Главная
>
Статьи
>
Анатолий Левитин: «Не всякий, кто умеет хорошо рисовать, художник»

Анатолий Левитин: «Не всякий, кто умеет хорошо рисовать, художник»

09.09.2010
8

Руководитель регионального отделения «Урал, Сибирь и Дальний Восток» Российской академии художеств Анатолий Левитин всю жизнь хранит верность реалистическому искусству. И активно его пропагандирует. Ибо, как заметил художник в интервью «ВК», он твердо убежден: если реализм в России погибнет, это будет невосполнимой потерей для всего искусства.

Извечный первоисточник

Анатолий ЛевитинПоясните для непосвященных, Анатолий Павлович: в чем для вас ценность реалистического искусства, его приоритет перед другими направлениями?

В чем приоритет? А скажите, пожалуйста: что ребенок изображает, как только впервые берет в руки карандаш?

Маму, наверное...

Верно — маму, папу, животных, дерево, домик, дым идет из трубы — то есть он отражает видимый мир. И это нормальное состояние человека, первые реалисты творили еще в каменном веке! Все великое мировое искусство всегда отражало свою эпоху. Благодаря чему мы теперь можем судить, какими были люди в те времена, как они жили.

И потом в реализме есть критерии.

Какие?

Если человек рисует ухо, а получается вареник, это значит только одно — он плохой художник. Я считаю, что портрет должен быть похож на оригинал, иначе какой в нем смысл? И в отличие от фотографии он должен передавать суммарные представления о человеке — то есть не только внешний облик, но и характер. А какой критерий в чистом формализме? Объясните мне, почему, например, восклицательный знак и три точки — это гениально, а пять точек и знак вопроса — плохо?

СОБРАННЫЕ ДАННЫЕ ->
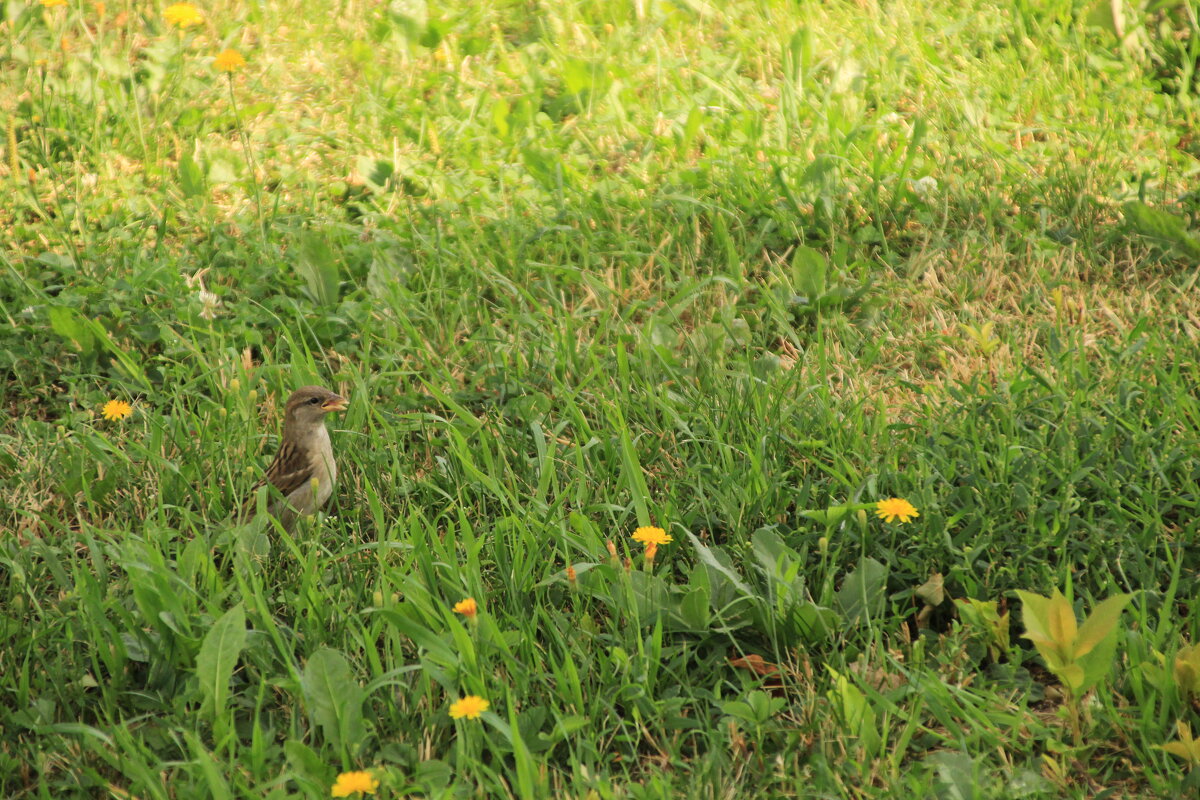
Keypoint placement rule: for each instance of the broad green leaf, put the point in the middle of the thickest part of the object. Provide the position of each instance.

ЧТО СДЕЛАТЬ -> Перепишите дословно кусок интервью с Анатолием Левитиным: всё от «Маму, наверное...» и вниз до «и знак вопроса — плохо?» включительно.

РЕЗУЛЬТАТ ->
Маму, наверное...

Верно — маму, папу, животных, дерево, домик, дым идет из трубы — то есть он отражает видимый мир. И это нормальное состояние человека, первые реалисты творили еще в каменном веке! Все великое мировое искусство всегда отражало свою эпоху. Благодаря чему мы теперь можем судить, какими были люди в те времена, как они жили.

И потом в реализме есть критерии.

Какие?

Если человек рисует ухо, а получается вареник, это значит только одно — он плохой художник. Я считаю, что портрет должен быть похож на оригинал, иначе какой в нем смысл? И в отличие от фотографии он должен передавать суммарные представления о человеке — то есть не только внешний облик, но и характер. А какой критерий в чистом формализме? Объясните мне, почему, например, восклицательный знак и три точки — это гениально, а пять точек и знак вопроса — плохо?